# Problem to work on
Reproduce word for word the stretch of the memory-chip article below from "Mover Brief" through "call ever since.".

DRAM Slides Another 4.90% as Morgan Stanley Calls Time on the Memory Trade
The Roundhill Memory ETF fell another 4.90% to $59.27, extending a sector-wide unwind that has dragged memory chip names into bear-market territory. The catalyst isn't a single bad print — it's a full repricing, anchored by Morgan Stanley's Michael Wilson telling clients to cut Samsung, SK Hynix and Micron and rotate into hyperscalers. Samsung's record quarterly operating profit couldn't hold the bid, and with SK Hynix's roughly $29 billion Nasdaq debut landing around July 10, the memory basket's next test is days away.
Mover Brief
Wall Street Calls the Memory Top
DRAM's latest 4.90% slide to $59.27 isn't happening in a vacuum. It caps a week where Morgan Stanley's Michael Wilson told clients to cut memory exposure — Samsung, SK Hynix and Micron — and rotate into hyperscalers like Microsoft, Amazon and Meta, arguing the narrow, semiconductor-led move is over and leadership is broadening. When the Street's most-watched strategist calls the top on the exact basket this ETF is built from, the bid gets thin fast. The "sell chips" framing landed the same week the whole complex started breaking down, and DRAM has been trading like a leveraged proxy for that call ever since.
A Record Profit That Still Wasn't Enough
The tell is what *didn't* work. Samsung posted a record quarterly operating profit and the stock still sold off hard, because the memory trade had been bid to a point where anything short of flawless became a reason to sell — the revenue line came in light and that was all it took. DRAM is a concentrated bet: roughly 27% Samsung and 25% Micron, with SK Hynix rounding out a top three that's more than 70% of the fund. One cautious analyst note or one soft print moves the entire basket. That concentration cuts both ways — it powered the run higher, and now it's amplifying the drawdown.

Extracted data entries
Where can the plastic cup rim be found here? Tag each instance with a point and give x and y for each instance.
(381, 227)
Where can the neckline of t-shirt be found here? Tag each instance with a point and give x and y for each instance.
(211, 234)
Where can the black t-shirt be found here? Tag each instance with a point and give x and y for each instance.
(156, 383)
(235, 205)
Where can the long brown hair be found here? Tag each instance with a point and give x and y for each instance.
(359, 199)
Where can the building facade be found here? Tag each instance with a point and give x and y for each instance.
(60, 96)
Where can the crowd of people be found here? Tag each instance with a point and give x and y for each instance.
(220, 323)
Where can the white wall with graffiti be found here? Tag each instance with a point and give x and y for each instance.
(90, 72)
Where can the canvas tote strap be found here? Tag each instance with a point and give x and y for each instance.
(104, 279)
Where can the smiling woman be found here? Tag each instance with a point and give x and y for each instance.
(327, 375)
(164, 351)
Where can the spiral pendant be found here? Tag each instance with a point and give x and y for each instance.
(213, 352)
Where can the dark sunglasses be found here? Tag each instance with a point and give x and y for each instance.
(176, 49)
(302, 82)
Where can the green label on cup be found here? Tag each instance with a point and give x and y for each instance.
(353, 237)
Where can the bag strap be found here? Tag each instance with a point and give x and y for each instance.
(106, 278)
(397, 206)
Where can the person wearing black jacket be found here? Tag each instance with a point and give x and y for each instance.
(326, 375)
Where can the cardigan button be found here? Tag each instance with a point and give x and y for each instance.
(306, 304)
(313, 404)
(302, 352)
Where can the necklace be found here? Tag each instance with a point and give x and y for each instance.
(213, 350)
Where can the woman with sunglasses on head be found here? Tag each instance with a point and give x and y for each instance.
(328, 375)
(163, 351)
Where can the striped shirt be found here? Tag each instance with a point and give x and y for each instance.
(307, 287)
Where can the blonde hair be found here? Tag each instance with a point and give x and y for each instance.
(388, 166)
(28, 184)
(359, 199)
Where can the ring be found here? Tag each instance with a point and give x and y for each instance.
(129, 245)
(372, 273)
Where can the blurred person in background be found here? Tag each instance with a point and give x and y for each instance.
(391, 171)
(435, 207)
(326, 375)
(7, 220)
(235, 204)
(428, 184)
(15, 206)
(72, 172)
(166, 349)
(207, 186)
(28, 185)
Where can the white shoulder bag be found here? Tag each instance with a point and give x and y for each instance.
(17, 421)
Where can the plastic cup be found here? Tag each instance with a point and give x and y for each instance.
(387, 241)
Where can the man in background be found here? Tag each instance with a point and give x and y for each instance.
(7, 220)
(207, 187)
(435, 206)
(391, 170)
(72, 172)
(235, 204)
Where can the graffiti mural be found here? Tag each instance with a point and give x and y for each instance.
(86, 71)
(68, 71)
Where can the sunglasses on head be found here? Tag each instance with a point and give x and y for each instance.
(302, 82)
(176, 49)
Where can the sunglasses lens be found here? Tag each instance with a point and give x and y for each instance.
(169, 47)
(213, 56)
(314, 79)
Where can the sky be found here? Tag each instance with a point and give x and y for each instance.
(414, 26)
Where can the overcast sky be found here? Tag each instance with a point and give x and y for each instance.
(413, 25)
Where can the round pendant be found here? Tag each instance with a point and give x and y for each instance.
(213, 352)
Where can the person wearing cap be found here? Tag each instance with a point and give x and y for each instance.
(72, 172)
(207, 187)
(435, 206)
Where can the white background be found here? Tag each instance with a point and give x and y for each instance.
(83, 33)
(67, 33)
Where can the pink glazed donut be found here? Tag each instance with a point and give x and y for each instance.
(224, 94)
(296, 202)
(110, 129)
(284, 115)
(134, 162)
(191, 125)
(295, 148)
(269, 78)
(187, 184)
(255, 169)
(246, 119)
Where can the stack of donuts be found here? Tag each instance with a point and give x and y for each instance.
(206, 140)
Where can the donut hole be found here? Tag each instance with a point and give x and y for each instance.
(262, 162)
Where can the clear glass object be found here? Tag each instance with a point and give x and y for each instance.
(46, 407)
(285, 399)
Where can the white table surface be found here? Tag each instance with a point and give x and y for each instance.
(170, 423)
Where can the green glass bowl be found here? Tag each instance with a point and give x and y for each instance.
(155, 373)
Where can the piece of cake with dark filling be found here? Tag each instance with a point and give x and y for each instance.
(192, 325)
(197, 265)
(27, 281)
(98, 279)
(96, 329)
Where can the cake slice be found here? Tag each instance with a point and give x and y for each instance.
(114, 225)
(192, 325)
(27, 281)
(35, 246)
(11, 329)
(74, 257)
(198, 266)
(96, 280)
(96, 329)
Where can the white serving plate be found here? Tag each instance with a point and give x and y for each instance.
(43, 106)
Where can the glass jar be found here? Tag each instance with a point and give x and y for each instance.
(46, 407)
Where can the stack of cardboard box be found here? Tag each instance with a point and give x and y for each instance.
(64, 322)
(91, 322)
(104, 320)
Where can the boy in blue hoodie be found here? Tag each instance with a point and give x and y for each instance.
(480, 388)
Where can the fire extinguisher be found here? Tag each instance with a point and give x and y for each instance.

# Output for this exercise
Mover Brief
Wall Street Calls the Memory Top
DRAM's latest 4.90% slide to $59.27 isn't happening in a vacuum. It caps a week where Morgan Stanley's Michael Wilson told clients to cut memory exposure — Samsung, SK Hynix and Micron — and rotate into hyperscalers like Microsoft, Amazon and Meta, arguing the narrow, semiconductor-led move is over and leadership is broadening. When the Street's most-watched strategist calls the top on the exact basket this ETF is built from, the bid gets thin fast. The "sell chips" framing landed the same week the whole complex started breaking down, and DRAM has been trading like a leveraged proxy for that call ever since.